John Powers (February 15, 1852 – May 19, 1930) served as an alderman in Chicago, Illinois (1888–1903, 1904–1927), for the Democratic Party. He was known as Johnny De Pow by his constituents. Along with Bathhouse John Coughlin and Hinky Dink Kenna, Powers was considered one of the leaders of the "Gray Wolves" of Chicago politics.

==Early career==
Powers arrived in Chicago in 1872 and began working as an apprentice to a grocer. After opening his own grocery store, he added a tavern next to it and used his exposure there to begin a political career as a ward captain. In 1888, Powers ran for alderman of Chicago's 19th ward and won, after which he closed his grocery, but continued to run his saloon, eventually going into business with fellow alderman, William O'Brian. They opened a larger saloon which included gambling.

==Jane Addams==
Powers introduced the practice of distributing free turkeys, ducks, and geese to voters at Christmas, but his inability to keep his ward clean of garbage or maintain the schools led Jane Addams to target him. Addams also focused on Powers' corruption, citing instances of cronyism and bribery. Powers, in turn, used Addams's attacks on him to brand her as anti-Catholic, but he also hired her to be the ward's garbage inspector, the only paying job she ever held.

◆ Task instructions ◆
Retype the passage on John Powers word for word, starting at "John Powers (February" and stopping after "which included gambling.".

◆ Source material ◆
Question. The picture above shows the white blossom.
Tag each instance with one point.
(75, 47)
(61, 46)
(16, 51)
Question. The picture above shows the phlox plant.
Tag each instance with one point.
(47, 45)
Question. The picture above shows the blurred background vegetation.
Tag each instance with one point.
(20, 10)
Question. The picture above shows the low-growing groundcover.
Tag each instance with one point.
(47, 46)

---

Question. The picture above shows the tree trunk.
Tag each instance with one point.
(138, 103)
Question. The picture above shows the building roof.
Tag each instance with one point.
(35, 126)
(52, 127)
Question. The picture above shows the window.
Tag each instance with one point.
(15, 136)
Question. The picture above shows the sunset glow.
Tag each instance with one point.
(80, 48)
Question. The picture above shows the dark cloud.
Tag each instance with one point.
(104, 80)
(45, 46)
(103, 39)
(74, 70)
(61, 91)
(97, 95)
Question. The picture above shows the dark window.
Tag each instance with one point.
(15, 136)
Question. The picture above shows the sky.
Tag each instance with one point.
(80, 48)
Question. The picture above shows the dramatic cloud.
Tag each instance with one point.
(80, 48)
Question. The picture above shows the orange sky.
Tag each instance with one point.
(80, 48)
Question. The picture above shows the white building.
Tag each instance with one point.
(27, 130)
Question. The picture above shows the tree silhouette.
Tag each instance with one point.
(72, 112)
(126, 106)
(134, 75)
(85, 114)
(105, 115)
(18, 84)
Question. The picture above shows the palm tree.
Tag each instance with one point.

◆ Result of the task ◆
John Powers (February 15, 1852 – May 19, 1930) served as an alderman in Chicago, Illinois (1888–1903, 1904–1927), for the Democratic Party. He was known as Johnny De Pow by his constituents. Along with Bathhouse John Coughlin and Hinky Dink Kenna, Powers was considered one of the leaders of the "Gray Wolves" of Chicago politics.

==Early career==
Powers arrived in Chicago in 1872 and began working as an apprentice to a grocer. After opening his own grocery store, he added a tavern next to it and used his exposure there to begin a political career as a ward captain. In 1888, Powers ran for alderman of Chicago's 19th ward and won, after which he closed his grocery, but continued to run his saloon, eventually going into business with fellow alderman, William O'Brian. They opened a larger saloon which included gambling.